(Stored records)
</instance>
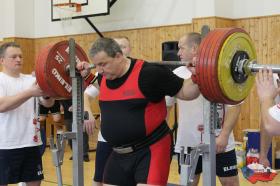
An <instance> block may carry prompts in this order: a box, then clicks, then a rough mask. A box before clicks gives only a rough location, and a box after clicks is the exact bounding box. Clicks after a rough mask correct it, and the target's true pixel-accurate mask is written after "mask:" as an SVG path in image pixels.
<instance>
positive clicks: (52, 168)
mask: <svg viewBox="0 0 280 186" xmlns="http://www.w3.org/2000/svg"><path fill="white" fill-rule="evenodd" d="M71 155H72V153H71V151H70V149H69V148H66V151H65V155H64V162H63V165H62V175H63V183H64V185H65V186H71V185H72V161H71V160H69V158H70V156H71ZM89 155H90V162H85V163H84V184H85V186H92V176H93V173H94V160H95V152H90V153H89ZM43 168H44V176H45V179H44V181H43V182H42V184H41V185H42V186H55V185H57V181H56V170H55V167H54V165H53V164H52V154H51V152H50V150H49V148H47V149H46V152H45V154H44V156H43ZM201 178H202V177H201ZM239 178H240V185H241V186H249V185H255V186H263V185H269V186H276V185H277V186H278V185H280V174H278V175H277V176H276V177H275V179H274V180H273V181H272V182H268V183H263V182H258V183H257V184H251V183H250V182H248V181H247V180H245V179H244V178H243V176H242V174H241V173H240V172H239ZM179 179H180V178H179V175H178V173H177V160H175V159H174V160H173V161H172V163H171V171H170V174H169V180H168V182H169V183H174V184H179ZM201 180H202V179H201ZM202 185H203V183H202V181H200V183H199V186H202ZM220 185H221V184H220V183H219V181H218V179H217V186H220Z"/></svg>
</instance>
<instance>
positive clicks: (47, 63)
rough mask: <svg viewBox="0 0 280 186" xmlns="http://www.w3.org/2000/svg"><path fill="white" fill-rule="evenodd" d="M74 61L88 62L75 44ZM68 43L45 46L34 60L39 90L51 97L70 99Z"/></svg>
mask: <svg viewBox="0 0 280 186" xmlns="http://www.w3.org/2000/svg"><path fill="white" fill-rule="evenodd" d="M75 54H76V61H88V58H87V55H86V53H85V52H84V51H83V49H82V48H81V47H80V46H79V45H77V44H76V50H75ZM68 65H69V47H68V41H61V42H58V43H56V44H54V45H50V46H47V47H46V48H44V49H43V50H41V51H40V53H39V55H38V57H37V60H36V70H35V73H36V78H37V82H38V84H39V86H40V87H41V89H42V90H43V91H44V92H46V94H48V95H49V96H51V97H56V98H71V95H72V85H71V78H70V76H69V72H67V71H66V67H67V66H68Z"/></svg>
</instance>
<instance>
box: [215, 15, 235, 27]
mask: <svg viewBox="0 0 280 186" xmlns="http://www.w3.org/2000/svg"><path fill="white" fill-rule="evenodd" d="M215 25H216V28H227V27H233V26H235V25H234V21H233V20H232V19H227V18H221V17H217V18H216V23H215Z"/></svg>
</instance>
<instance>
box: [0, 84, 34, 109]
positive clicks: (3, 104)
mask: <svg viewBox="0 0 280 186" xmlns="http://www.w3.org/2000/svg"><path fill="white" fill-rule="evenodd" d="M31 97H32V93H31V91H29V90H25V91H23V92H21V93H19V94H17V95H14V96H4V97H1V98H0V112H1V113H2V112H7V111H10V110H13V109H15V108H17V107H19V106H20V105H21V104H23V103H24V102H26V101H27V100H28V99H29V98H31Z"/></svg>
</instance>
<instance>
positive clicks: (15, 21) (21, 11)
mask: <svg viewBox="0 0 280 186" xmlns="http://www.w3.org/2000/svg"><path fill="white" fill-rule="evenodd" d="M35 1H37V0H35ZM14 7H15V20H14V22H15V35H16V36H17V37H28V38H33V37H34V32H35V30H34V17H35V15H34V0H17V1H16V3H15V6H14Z"/></svg>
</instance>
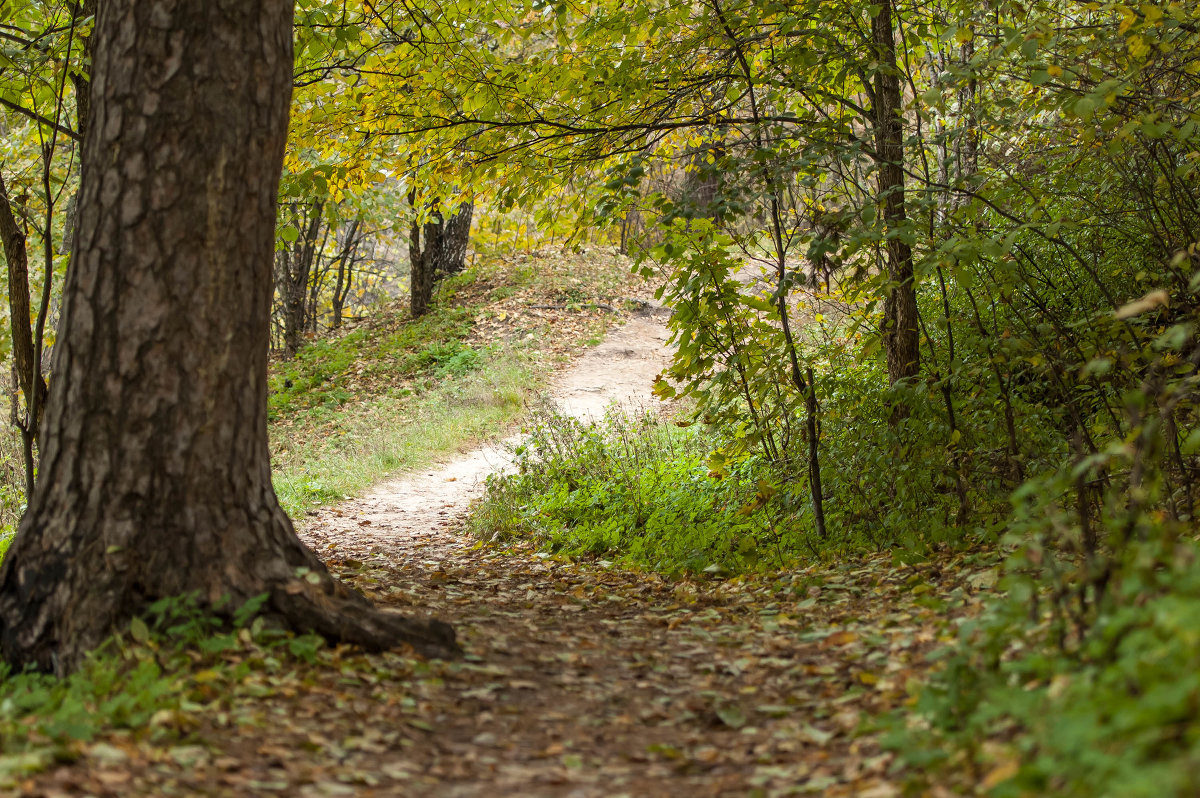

* **Your instructions**: Each record must be set down again without alteration, and no picture may be carried over.

* **Response box**:
</instance>
An <instance> block may carry prompts in this order: a box, then clicks, then a rough mask. A box before clicks gives only a rough location, and a box after clicks is the exact bounding box. Clicks after a rough mask correct it, and the target's true pixel-accurate mask is written after "mask:" as an SVG path in image pixels.
<instance>
positive clicks: (52, 168)
mask: <svg viewBox="0 0 280 186" xmlns="http://www.w3.org/2000/svg"><path fill="white" fill-rule="evenodd" d="M71 155H72V153H71V151H70V149H69V148H66V151H65V155H64V162H63V165H62V175H63V183H64V185H65V186H71V185H72V161H71V160H69V158H70V156H71ZM89 155H90V162H85V163H84V184H85V186H92V176H93V173H94V160H95V152H90V153H89ZM43 168H44V176H45V179H44V181H43V182H42V184H41V185H42V186H55V185H57V181H56V170H55V167H54V165H53V164H52V154H51V152H50V150H49V148H47V149H46V152H45V154H44V156H43ZM201 178H202V177H201ZM239 178H240V185H241V186H249V185H255V186H263V185H269V186H276V185H277V186H278V185H280V174H278V175H277V176H276V177H275V179H274V180H273V181H272V182H268V183H263V182H258V183H257V184H251V183H250V182H248V181H247V180H245V179H244V178H243V176H242V174H241V173H240V172H239ZM179 179H180V178H179V175H178V173H177V160H175V159H174V160H173V161H172V163H171V171H170V174H169V180H168V182H169V183H174V184H179ZM201 180H202V179H201ZM202 185H203V183H202V181H200V183H199V186H202ZM220 185H221V184H220V183H219V181H218V179H217V186H220Z"/></svg>
</instance>
<instance>
positive clicks: (47, 63)
rough mask: <svg viewBox="0 0 280 186" xmlns="http://www.w3.org/2000/svg"><path fill="white" fill-rule="evenodd" d="M74 61L88 62L75 44ZM68 43L45 46L34 60L39 90L51 97L70 99Z"/></svg>
mask: <svg viewBox="0 0 280 186" xmlns="http://www.w3.org/2000/svg"><path fill="white" fill-rule="evenodd" d="M75 54H76V61H88V58H87V55H86V53H85V52H84V51H83V49H82V48H81V47H80V46H79V45H77V44H76V50H75ZM68 65H69V47H68V41H61V42H58V43H56V44H54V45H50V46H47V47H46V48H44V49H43V50H41V51H40V53H39V55H38V57H37V60H36V70H35V73H36V78H37V82H38V84H39V86H40V87H41V89H42V90H43V91H44V92H46V94H48V95H49V96H51V97H56V98H71V95H72V85H71V78H70V76H69V72H67V71H66V67H67V66H68Z"/></svg>
</instance>
<instance>
box: [215, 15, 235, 27]
mask: <svg viewBox="0 0 280 186" xmlns="http://www.w3.org/2000/svg"><path fill="white" fill-rule="evenodd" d="M215 25H216V28H227V27H233V26H235V25H234V21H233V20H232V19H227V18H221V17H217V18H216V23H215Z"/></svg>
</instance>
<instance>
box: [0, 84, 34, 109]
positive clicks: (3, 104)
mask: <svg viewBox="0 0 280 186" xmlns="http://www.w3.org/2000/svg"><path fill="white" fill-rule="evenodd" d="M31 97H32V93H31V91H29V90H25V91H23V92H21V93H19V94H17V95H14V96H4V97H1V98H0V112H1V113H2V112H7V111H10V110H13V109H15V108H17V107H19V106H20V105H21V104H23V103H24V102H26V101H27V100H28V99H29V98H31Z"/></svg>
</instance>
<instance>
positive clicks: (15, 21) (21, 11)
mask: <svg viewBox="0 0 280 186" xmlns="http://www.w3.org/2000/svg"><path fill="white" fill-rule="evenodd" d="M35 1H37V0H35ZM14 7H15V20H14V22H15V35H16V36H17V37H28V38H33V37H34V32H35V30H34V17H35V15H34V0H17V1H16V3H15V6H14Z"/></svg>
</instance>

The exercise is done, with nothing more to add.